## start SELECTION

No not at all of course you want to do everything you possibly can. But understand this Zoe, we don't always get the answers we want. You can't change him you can only change you.


----------



## ZoeCat (Nov 20, 2009)

Thanks for listening. I've been reading the other posts and it makes me sad to know that others are going through the same pain, but at the same time, it helps to know that I am not the only one.


----------



## MEM2020 (Aug 23, 2009)

Before he told you it was over - did he warn you that the entire relationship was at risk? 

Is it that he really fell out of love with YOU, or did he fall out of love with you because he really felt you did not love him, did not care about what he wanted and that you were not attracted to him?

## end SELECTION
## start GIVEN ENTRIES

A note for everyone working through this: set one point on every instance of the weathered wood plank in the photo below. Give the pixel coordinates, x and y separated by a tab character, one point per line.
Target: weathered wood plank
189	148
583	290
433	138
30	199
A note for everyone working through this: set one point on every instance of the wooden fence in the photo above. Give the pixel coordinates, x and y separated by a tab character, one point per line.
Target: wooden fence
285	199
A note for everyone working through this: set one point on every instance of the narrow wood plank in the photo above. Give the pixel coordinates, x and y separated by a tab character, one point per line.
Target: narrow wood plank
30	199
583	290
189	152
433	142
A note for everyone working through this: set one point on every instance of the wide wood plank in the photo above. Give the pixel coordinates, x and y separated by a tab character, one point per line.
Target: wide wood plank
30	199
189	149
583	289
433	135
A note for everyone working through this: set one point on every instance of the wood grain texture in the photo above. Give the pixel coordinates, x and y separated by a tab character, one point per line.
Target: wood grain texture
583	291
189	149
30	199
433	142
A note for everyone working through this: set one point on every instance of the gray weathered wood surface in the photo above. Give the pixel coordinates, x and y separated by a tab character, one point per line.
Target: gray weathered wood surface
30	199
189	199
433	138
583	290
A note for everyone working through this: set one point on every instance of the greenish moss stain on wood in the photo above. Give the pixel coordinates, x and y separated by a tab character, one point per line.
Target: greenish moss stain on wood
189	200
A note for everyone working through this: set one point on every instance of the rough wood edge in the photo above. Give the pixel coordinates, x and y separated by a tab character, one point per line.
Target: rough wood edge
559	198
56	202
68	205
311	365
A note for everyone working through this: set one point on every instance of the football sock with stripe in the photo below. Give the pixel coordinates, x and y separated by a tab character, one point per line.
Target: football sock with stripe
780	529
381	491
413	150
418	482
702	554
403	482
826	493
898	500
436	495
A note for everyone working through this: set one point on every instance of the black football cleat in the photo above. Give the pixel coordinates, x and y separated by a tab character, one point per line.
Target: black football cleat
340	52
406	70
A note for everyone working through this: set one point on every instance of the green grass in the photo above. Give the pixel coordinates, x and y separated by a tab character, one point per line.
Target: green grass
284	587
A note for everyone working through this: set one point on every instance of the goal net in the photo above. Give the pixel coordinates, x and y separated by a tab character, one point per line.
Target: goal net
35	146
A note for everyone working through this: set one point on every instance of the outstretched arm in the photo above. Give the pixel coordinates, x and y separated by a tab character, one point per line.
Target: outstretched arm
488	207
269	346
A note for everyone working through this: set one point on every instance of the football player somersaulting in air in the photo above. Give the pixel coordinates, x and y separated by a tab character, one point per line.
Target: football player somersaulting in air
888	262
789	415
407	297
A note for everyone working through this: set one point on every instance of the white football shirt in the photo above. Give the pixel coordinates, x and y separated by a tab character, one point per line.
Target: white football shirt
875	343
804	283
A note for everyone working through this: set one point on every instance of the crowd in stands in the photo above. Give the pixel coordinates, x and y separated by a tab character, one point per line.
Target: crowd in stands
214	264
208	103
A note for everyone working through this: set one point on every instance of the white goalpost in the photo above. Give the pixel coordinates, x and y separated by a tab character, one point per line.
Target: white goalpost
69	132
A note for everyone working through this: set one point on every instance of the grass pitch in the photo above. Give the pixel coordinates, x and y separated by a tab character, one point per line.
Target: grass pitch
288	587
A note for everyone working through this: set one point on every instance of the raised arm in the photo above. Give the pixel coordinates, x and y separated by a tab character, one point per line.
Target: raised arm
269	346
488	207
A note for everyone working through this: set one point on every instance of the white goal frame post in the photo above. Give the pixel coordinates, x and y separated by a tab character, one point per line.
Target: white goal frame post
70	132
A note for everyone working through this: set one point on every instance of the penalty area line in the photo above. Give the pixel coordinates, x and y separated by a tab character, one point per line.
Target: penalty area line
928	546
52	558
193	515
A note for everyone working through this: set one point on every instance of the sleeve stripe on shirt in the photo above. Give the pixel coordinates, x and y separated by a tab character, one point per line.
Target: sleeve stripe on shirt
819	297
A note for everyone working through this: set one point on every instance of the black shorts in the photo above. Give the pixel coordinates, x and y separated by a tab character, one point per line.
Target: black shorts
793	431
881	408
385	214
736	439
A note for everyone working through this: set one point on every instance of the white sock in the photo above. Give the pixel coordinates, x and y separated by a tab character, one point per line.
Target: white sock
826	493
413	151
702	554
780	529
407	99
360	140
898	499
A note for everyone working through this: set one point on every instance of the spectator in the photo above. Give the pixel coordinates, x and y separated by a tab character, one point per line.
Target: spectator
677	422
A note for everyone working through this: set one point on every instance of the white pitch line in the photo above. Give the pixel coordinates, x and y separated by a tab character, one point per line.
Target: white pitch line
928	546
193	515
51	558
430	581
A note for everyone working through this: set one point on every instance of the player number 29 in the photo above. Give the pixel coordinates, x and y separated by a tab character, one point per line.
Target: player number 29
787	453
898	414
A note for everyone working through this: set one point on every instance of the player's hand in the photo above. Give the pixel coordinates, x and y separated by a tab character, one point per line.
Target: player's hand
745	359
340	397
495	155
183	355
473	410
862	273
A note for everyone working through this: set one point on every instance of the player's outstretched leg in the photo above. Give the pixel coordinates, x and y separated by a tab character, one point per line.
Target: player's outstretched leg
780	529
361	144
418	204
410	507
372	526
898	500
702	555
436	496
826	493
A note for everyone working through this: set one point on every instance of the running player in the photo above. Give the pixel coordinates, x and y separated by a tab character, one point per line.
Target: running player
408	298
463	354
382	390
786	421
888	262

## end GIVEN ENTRIES

> **WHAT IS BEING ASKED**
In the forum thread, what does ZoeCat say helps when reading the other posts?

> **SOLUTION**
Knowing that ZoeCat is not the only one going through the same pain helps.